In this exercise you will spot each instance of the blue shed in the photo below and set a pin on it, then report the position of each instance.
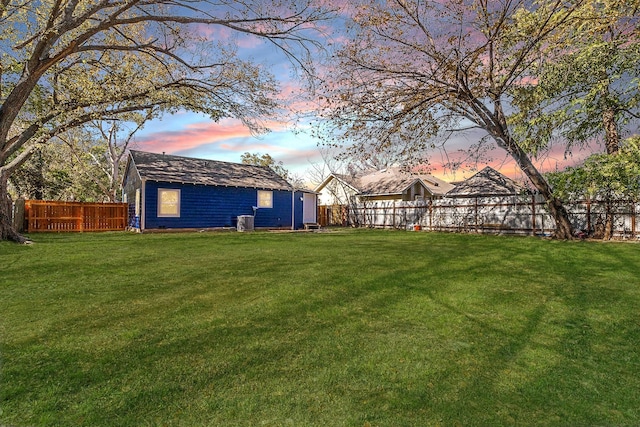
(166, 191)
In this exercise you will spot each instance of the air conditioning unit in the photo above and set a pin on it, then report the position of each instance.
(245, 223)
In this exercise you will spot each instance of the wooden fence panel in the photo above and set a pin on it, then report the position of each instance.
(52, 216)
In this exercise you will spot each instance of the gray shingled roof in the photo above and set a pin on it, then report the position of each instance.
(488, 182)
(188, 170)
(394, 181)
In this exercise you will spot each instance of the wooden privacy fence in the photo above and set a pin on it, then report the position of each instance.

* TASK STATEMENT
Copy out word for word the lines from the one containing "In this exercise you will spot each instance of the gray" through the last line, including both of those lines.

* SOLUTION FOR THIS PROBLEM
In this exercise you will spot each instance of the gray shingled roof in the photo above and set a pin on it, then report the position of each instance.
(488, 182)
(188, 170)
(394, 181)
In this exercise you will spot each instance of the wooden privacy fence in the photo above and set a pin on it, then report the position of each instance.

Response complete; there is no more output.